■ Supplied records:
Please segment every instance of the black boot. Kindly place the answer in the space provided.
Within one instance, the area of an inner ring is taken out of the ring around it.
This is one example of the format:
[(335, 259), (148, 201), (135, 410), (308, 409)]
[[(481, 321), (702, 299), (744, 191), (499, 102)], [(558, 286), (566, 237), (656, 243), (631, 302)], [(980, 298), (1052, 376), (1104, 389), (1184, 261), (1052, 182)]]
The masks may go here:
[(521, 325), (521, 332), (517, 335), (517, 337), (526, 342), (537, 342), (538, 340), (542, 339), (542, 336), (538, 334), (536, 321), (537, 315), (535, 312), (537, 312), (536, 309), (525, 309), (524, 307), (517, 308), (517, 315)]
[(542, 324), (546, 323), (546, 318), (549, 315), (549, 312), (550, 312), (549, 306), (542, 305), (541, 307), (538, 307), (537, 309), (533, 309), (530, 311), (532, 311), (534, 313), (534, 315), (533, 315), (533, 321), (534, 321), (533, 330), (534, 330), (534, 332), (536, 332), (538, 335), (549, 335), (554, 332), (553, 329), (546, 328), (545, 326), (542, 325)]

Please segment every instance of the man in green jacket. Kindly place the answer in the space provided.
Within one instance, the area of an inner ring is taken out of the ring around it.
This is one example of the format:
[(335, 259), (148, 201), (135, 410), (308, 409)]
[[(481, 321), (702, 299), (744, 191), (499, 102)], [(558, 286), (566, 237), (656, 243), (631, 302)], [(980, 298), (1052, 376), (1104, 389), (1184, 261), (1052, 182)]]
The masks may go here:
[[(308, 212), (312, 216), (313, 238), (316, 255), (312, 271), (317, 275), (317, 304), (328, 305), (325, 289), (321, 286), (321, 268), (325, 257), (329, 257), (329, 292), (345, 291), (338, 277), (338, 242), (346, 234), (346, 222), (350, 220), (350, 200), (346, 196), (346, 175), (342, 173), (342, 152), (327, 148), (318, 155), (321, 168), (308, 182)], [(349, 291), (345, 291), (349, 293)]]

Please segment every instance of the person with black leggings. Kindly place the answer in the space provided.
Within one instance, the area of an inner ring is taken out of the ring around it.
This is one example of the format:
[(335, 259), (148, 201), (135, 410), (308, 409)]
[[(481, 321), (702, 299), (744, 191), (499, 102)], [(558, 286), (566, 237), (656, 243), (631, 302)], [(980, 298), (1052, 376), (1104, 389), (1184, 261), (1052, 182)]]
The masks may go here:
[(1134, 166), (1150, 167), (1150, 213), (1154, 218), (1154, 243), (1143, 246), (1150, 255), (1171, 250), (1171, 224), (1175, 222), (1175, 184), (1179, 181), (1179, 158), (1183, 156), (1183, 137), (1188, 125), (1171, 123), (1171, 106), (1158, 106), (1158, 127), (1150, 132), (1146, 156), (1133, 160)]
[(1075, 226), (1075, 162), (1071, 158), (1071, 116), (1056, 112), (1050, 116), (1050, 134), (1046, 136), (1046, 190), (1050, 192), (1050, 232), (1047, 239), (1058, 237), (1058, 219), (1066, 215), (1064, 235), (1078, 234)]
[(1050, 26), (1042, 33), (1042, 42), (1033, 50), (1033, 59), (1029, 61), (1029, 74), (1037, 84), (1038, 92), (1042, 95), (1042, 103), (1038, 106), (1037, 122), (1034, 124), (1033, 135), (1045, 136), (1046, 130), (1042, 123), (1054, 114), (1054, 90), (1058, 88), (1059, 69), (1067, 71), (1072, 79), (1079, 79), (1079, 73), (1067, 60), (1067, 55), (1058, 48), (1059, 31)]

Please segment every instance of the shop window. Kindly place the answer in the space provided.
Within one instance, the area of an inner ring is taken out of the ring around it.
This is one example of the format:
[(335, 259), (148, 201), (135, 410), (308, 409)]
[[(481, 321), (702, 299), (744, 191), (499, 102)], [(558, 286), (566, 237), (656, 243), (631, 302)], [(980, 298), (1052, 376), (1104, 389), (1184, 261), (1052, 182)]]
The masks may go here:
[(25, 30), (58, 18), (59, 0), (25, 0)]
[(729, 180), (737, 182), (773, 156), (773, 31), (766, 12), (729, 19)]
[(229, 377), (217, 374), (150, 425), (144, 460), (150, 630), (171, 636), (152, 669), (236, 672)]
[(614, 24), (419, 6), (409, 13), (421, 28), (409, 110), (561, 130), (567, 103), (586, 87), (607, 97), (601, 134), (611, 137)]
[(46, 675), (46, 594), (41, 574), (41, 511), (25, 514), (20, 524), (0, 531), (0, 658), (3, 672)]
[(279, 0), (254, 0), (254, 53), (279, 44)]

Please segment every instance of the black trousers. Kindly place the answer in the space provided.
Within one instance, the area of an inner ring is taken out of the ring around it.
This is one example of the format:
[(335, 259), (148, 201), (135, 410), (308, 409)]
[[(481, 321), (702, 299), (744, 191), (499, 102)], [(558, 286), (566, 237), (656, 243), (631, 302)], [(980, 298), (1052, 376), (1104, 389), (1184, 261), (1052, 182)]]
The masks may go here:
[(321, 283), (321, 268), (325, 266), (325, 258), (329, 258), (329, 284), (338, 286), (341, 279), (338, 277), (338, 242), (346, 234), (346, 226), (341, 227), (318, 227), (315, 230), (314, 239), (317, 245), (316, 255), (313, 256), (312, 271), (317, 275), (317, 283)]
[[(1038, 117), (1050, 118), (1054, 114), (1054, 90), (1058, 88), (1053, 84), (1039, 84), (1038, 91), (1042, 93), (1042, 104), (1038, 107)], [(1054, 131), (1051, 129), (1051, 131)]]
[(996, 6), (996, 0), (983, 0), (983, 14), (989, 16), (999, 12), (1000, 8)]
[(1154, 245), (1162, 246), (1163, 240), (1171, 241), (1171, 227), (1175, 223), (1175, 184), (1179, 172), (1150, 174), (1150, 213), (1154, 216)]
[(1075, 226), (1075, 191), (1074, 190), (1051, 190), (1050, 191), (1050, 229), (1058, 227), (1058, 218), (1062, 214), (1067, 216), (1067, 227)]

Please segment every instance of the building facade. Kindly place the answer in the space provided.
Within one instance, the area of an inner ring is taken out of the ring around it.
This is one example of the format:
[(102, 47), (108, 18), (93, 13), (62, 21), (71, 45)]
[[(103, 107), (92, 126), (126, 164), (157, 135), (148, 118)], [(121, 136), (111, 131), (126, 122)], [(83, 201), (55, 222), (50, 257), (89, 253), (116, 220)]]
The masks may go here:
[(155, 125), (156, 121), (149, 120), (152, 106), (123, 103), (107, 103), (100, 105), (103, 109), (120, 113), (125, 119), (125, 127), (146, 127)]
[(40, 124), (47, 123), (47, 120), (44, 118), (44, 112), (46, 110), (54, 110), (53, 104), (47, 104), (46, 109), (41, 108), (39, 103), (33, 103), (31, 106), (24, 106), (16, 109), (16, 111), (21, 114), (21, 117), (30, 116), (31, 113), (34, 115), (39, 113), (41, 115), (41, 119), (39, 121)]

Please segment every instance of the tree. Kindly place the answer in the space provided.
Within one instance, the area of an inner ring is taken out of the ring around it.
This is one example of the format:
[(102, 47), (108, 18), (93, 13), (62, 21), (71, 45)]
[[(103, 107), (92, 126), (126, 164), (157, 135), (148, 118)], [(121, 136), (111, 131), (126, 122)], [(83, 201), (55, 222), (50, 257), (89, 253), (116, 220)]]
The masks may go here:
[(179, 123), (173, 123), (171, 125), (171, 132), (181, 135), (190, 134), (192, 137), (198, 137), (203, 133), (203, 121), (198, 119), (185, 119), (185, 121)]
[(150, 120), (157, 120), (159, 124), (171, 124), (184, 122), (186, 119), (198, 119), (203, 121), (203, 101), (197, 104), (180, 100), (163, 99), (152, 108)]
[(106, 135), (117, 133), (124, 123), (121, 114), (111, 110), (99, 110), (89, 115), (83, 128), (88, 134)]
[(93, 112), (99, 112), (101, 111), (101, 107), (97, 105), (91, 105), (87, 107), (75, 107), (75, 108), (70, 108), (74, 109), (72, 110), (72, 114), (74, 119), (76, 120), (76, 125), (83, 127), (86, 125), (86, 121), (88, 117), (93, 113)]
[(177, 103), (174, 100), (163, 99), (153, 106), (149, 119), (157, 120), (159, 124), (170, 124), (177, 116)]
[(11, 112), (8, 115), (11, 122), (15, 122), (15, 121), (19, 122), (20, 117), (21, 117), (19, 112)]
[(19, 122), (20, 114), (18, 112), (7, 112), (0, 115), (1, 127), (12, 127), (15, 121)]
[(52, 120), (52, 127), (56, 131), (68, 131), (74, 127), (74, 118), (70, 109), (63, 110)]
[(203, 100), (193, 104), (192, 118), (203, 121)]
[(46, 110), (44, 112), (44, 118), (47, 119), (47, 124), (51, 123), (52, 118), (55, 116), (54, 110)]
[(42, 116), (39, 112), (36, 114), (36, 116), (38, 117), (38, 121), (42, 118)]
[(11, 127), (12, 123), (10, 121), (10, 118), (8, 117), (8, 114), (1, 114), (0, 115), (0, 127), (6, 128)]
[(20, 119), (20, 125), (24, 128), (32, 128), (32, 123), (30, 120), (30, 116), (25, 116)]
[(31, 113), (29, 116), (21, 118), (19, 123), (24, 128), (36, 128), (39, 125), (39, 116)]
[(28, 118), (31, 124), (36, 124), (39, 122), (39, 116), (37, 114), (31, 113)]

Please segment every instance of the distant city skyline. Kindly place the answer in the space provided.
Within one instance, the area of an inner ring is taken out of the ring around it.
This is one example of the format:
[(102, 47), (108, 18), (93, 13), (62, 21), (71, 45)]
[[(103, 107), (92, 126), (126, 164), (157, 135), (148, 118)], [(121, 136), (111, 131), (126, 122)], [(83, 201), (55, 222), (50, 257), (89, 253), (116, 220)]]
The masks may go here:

■ Task description: Scan the listing above and identify each line holding the string "provided"; copy every such line.

■ Your solution:
Please segment every instance of the black boot. Kindly place the answer in the space provided.
Please segment every instance of the man in green jacket. Kindly place the answer in the space provided.
Please segment every instance of the person with black leggings. Kindly place the answer in the space provided.
Please segment every instance of the shop window. Kindly place the answer in the space provided.
Please segment every instance of the black trousers. Kindly place the answer in the space provided.
Please segment every instance of the building facade. Kindly place the answer in the space provided.
Please segment every instance of the tree. Kindly place the answer in the space provided.
Please segment every instance of the distant city skyline. Kindly place the answer in the space provided.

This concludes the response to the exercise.